** What is needed **
Please write out every line of the entries below again, requests included, and shift each coordinate in the answers up by 34. Leave the pictures out.

Object pointing records for photos
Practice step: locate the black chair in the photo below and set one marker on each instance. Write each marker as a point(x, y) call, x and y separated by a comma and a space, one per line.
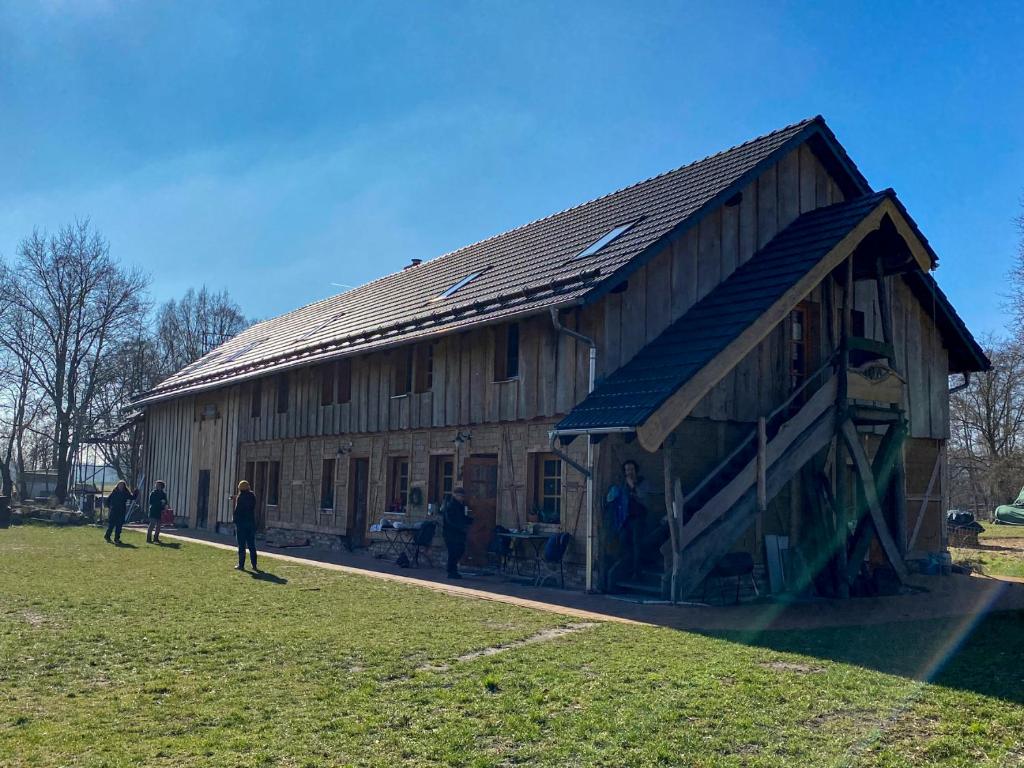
point(422, 542)
point(554, 554)
point(733, 565)
point(500, 548)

** The output **
Practice step: locate the black chair in the photo below and set one marker on each instance. Write each marker as a point(x, y) call, x and y separated by a comma and a space, one per line.
point(456, 576)
point(588, 588)
point(767, 599)
point(534, 582)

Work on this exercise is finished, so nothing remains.